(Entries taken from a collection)

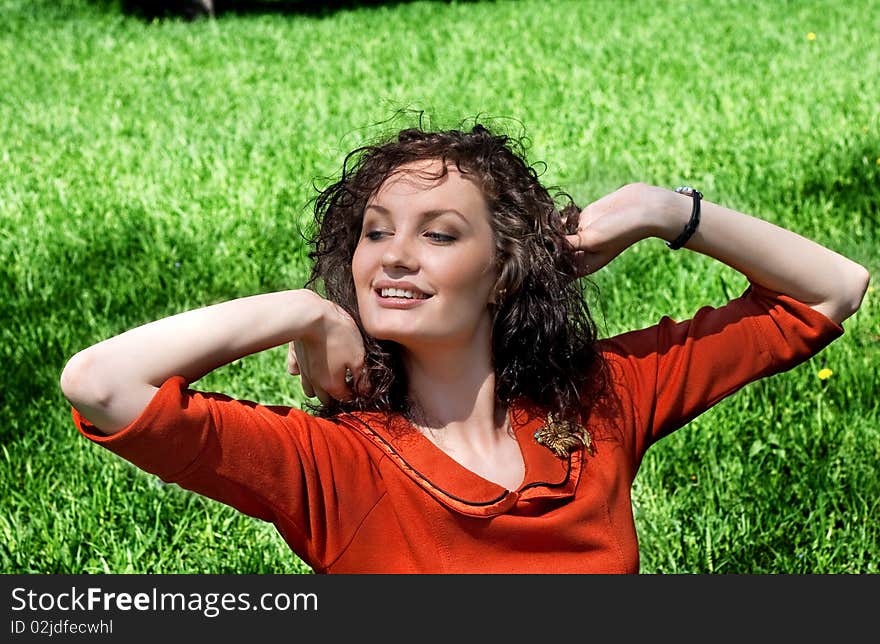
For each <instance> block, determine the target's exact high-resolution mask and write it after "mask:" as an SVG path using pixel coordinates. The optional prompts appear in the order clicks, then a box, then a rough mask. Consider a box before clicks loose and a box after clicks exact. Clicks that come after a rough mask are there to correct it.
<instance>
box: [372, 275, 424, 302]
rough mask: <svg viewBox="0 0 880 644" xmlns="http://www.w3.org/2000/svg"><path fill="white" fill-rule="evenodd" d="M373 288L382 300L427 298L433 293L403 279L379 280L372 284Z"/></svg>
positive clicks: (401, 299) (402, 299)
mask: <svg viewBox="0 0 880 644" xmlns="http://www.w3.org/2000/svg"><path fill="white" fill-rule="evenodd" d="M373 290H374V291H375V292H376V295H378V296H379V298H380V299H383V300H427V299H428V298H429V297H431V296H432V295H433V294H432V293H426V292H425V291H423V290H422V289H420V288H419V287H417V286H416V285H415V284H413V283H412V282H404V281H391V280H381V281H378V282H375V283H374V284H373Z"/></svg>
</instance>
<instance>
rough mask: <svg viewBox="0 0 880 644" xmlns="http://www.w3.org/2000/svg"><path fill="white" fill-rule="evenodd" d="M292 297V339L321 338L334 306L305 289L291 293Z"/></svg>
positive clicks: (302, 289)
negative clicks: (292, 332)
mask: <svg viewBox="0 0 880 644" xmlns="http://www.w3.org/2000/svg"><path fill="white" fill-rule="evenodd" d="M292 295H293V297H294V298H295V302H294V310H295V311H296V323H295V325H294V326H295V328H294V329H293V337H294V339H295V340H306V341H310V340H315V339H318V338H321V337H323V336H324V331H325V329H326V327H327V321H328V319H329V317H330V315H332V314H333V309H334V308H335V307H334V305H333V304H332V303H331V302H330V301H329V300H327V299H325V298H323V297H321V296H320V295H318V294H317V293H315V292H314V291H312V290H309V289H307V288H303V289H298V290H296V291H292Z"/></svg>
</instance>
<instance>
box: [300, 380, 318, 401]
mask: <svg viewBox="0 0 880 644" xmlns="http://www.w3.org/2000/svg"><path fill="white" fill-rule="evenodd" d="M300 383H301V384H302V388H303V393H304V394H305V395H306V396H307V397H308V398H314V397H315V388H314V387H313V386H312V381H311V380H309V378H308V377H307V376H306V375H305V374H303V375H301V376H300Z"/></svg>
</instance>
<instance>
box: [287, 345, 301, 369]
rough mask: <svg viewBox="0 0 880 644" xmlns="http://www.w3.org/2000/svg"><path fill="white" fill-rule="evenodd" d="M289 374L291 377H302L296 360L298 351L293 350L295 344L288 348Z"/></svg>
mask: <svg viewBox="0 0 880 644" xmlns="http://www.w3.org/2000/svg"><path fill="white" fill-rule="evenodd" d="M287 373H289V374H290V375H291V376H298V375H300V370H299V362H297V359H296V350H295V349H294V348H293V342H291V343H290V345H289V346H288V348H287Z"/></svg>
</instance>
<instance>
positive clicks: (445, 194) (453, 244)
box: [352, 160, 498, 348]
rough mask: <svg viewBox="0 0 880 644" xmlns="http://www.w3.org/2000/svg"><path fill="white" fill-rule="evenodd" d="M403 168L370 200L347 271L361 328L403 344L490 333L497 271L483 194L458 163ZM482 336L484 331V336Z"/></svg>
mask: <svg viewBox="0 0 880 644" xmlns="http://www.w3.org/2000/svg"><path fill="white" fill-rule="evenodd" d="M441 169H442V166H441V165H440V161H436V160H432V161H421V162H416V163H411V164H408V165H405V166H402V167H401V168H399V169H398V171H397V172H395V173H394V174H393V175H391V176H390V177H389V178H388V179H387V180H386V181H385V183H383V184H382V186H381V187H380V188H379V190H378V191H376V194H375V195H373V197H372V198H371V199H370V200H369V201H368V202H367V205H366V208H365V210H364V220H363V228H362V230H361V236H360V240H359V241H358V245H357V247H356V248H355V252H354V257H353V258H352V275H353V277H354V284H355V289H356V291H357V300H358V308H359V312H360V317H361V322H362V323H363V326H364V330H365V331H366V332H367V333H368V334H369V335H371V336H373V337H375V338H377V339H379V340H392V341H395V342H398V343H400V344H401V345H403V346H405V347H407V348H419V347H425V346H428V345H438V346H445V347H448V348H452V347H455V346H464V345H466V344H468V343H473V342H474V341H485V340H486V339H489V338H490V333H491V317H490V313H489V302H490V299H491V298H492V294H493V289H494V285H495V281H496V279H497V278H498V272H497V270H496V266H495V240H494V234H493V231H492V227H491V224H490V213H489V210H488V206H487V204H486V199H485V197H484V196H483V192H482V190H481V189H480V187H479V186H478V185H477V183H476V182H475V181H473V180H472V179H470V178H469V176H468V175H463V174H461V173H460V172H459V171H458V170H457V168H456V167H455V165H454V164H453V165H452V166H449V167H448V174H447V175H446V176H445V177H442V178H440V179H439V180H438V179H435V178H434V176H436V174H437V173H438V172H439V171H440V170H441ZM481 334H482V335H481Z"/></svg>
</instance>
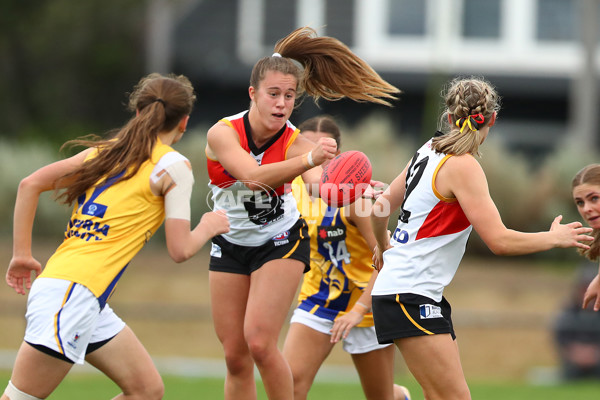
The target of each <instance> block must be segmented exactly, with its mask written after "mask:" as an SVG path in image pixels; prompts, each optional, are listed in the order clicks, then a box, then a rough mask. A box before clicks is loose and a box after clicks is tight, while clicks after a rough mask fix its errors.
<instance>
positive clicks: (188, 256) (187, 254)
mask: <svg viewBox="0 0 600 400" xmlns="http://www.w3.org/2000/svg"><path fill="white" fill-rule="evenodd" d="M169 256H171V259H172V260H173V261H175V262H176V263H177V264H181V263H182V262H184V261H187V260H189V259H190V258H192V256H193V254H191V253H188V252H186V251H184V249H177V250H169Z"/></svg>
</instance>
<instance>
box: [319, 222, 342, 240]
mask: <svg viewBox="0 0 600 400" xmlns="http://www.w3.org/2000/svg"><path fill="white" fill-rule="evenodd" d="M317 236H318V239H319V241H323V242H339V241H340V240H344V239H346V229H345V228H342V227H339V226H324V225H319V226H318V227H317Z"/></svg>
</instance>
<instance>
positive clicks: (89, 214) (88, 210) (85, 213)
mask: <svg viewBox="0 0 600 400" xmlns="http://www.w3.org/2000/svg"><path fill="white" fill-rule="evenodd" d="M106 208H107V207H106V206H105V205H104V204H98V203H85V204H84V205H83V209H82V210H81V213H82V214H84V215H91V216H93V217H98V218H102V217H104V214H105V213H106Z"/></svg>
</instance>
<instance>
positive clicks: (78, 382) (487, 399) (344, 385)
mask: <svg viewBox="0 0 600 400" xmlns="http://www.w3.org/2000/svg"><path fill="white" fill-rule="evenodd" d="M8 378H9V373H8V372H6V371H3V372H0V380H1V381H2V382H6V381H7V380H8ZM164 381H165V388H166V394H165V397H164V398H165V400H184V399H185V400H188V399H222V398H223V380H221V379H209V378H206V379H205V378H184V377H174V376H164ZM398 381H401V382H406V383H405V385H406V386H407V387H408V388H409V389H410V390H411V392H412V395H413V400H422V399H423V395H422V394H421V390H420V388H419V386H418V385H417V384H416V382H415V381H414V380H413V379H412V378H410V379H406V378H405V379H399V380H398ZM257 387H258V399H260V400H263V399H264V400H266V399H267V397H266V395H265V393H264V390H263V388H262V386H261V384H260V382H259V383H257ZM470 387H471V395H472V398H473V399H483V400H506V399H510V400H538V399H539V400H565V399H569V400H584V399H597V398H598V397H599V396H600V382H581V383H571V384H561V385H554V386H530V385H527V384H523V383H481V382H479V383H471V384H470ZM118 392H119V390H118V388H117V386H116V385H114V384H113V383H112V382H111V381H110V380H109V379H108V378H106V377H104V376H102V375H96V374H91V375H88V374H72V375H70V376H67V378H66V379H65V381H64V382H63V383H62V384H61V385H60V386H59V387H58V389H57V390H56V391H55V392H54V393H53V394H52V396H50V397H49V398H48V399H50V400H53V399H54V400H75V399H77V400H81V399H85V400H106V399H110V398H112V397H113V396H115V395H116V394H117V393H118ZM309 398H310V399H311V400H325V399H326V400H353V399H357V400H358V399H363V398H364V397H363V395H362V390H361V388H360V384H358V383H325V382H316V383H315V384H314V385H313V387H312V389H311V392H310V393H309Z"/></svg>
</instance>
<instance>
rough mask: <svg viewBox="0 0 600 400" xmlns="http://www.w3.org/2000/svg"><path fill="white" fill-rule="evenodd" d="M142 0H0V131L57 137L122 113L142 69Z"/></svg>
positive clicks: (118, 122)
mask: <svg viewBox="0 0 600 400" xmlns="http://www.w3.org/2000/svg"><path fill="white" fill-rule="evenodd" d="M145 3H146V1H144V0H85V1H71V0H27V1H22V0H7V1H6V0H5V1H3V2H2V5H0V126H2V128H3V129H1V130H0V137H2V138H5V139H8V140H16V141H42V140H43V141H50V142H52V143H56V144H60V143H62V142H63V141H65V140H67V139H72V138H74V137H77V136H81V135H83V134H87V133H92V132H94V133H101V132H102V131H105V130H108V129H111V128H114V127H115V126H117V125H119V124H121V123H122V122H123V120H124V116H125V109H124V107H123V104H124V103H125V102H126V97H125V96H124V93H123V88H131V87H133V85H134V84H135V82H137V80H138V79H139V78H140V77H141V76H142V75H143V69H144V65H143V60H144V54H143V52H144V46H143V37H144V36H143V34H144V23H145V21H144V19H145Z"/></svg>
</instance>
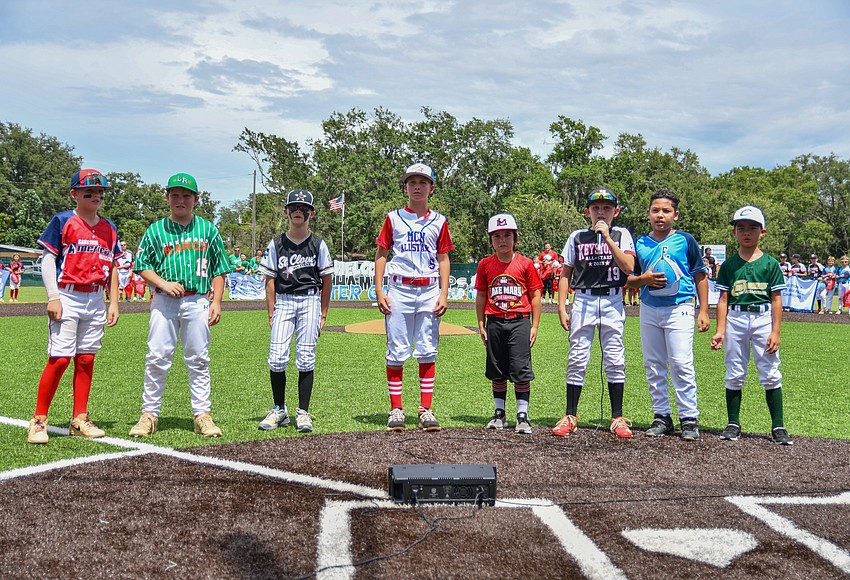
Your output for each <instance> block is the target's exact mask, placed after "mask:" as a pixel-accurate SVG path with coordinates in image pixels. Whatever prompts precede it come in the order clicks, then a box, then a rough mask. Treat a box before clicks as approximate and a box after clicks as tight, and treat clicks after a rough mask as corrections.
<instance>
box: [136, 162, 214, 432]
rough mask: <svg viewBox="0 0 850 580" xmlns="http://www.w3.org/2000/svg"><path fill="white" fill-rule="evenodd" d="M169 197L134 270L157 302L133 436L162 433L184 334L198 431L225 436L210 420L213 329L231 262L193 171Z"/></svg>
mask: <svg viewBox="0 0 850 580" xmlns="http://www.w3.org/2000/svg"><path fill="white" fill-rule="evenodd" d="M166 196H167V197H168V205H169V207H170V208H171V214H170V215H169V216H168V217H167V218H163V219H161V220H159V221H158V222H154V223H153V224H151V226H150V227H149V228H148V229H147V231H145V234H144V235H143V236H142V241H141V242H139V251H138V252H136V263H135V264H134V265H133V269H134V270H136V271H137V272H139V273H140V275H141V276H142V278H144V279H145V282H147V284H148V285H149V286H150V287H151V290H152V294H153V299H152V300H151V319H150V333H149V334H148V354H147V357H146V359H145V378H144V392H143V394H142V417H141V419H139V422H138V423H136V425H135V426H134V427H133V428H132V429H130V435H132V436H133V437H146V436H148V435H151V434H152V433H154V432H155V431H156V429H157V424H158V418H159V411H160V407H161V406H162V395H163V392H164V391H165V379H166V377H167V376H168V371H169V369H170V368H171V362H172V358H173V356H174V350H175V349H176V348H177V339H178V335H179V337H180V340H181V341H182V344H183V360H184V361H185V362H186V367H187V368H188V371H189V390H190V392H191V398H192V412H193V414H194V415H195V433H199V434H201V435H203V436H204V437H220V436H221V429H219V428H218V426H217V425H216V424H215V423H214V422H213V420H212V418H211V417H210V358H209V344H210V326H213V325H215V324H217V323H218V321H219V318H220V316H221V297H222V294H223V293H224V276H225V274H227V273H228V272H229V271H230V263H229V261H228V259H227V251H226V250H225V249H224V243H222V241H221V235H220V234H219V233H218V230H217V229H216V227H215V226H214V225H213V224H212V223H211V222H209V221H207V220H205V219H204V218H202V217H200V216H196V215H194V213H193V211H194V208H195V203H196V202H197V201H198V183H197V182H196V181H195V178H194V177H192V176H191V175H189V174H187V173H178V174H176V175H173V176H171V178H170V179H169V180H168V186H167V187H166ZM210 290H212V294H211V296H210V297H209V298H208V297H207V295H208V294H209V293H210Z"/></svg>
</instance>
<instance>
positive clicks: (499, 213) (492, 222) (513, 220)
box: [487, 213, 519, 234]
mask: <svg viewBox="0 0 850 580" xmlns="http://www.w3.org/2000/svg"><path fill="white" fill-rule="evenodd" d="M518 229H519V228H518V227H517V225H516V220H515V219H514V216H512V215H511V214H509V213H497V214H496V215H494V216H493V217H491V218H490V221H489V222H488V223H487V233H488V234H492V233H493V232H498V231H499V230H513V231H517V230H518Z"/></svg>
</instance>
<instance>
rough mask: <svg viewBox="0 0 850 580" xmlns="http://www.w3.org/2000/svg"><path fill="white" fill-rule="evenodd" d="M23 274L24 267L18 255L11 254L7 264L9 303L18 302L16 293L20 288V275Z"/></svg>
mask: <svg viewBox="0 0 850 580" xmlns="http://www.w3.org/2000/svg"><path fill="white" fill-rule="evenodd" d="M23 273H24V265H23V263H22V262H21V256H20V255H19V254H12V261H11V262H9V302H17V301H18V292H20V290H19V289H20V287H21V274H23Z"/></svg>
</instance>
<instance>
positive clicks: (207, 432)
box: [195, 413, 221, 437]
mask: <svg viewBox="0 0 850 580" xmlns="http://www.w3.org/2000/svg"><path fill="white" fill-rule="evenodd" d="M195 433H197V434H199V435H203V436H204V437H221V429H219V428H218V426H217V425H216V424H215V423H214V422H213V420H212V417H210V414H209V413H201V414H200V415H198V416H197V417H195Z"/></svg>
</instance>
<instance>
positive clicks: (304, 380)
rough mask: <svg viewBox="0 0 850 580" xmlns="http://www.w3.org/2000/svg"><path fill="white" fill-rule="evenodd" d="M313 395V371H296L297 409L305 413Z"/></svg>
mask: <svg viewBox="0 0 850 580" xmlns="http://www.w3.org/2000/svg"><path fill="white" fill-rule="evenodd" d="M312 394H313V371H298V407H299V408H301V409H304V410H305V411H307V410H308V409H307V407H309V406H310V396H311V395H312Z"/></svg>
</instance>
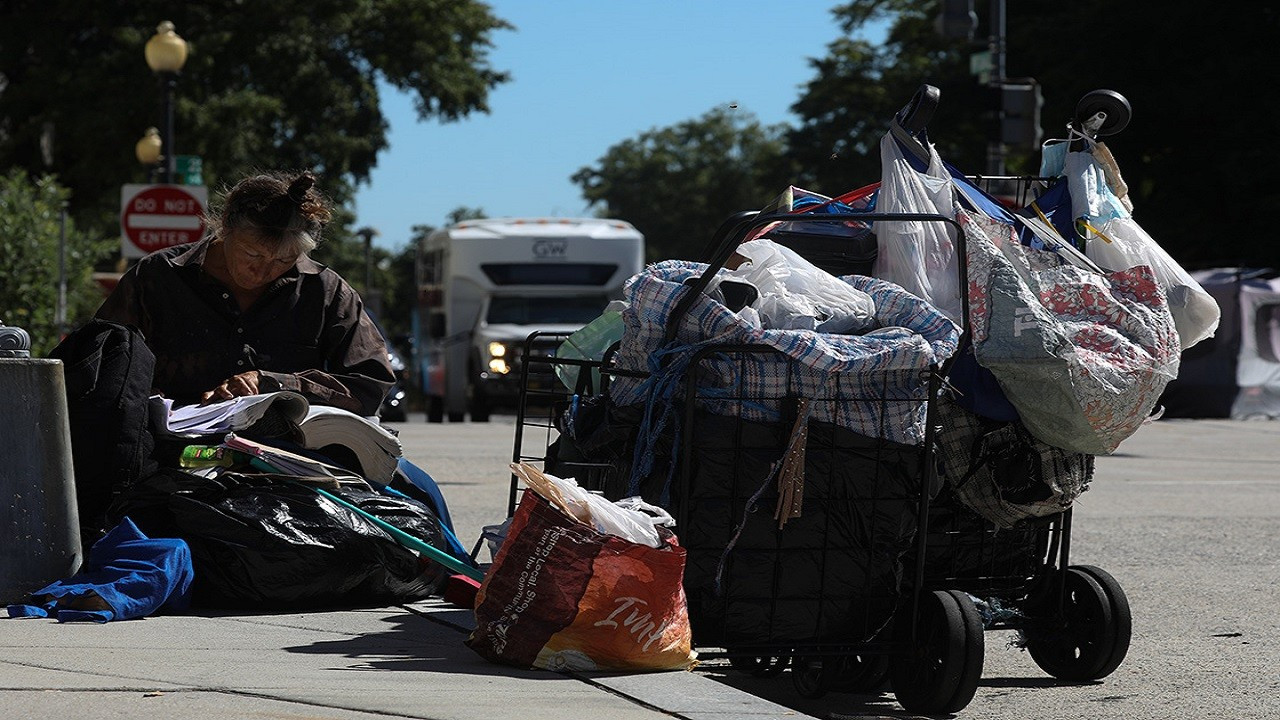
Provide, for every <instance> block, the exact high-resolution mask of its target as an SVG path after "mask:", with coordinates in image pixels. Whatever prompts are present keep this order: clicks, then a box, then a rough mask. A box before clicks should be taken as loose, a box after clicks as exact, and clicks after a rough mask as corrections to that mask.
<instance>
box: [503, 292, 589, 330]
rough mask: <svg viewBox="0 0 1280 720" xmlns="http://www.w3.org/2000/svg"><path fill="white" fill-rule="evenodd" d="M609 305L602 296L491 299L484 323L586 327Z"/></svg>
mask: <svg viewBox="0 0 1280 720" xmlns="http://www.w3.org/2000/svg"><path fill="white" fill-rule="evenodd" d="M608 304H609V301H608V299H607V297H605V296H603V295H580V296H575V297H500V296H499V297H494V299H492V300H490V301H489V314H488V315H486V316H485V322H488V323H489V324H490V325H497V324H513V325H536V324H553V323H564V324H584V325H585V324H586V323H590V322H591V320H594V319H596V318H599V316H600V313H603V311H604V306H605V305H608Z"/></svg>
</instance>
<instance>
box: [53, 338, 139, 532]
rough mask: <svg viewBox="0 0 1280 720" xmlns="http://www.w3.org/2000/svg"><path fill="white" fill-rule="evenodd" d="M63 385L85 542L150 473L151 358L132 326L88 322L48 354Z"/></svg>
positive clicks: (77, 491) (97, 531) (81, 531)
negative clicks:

About this task:
Which lines of the items above contain the string "corrections"? Pull out each of those lines in full, and treat case as significant.

The answer:
Your output for each <instance> block is the target's exact mask, placed after "mask:" as a pixel-accurate SVG path with coordinates in image pixels. Whatever prompts precede it come in the order clicks, then a box, then a rough mask. Treat a box before clicks as approximate and a box after clicks as tight, and treat clicks after a rough mask as corrections.
Provide, for every <instance> block, the exact high-resolution mask of its target as an SVG path after "mask:", with coordinates in image pixels. Whatever prompts are present keep this order: clicks, then a box, then a rough mask. A box before clicks should be taken as loose, a box after clicks as exact, and clicks after a rough mask as corrections to that mask.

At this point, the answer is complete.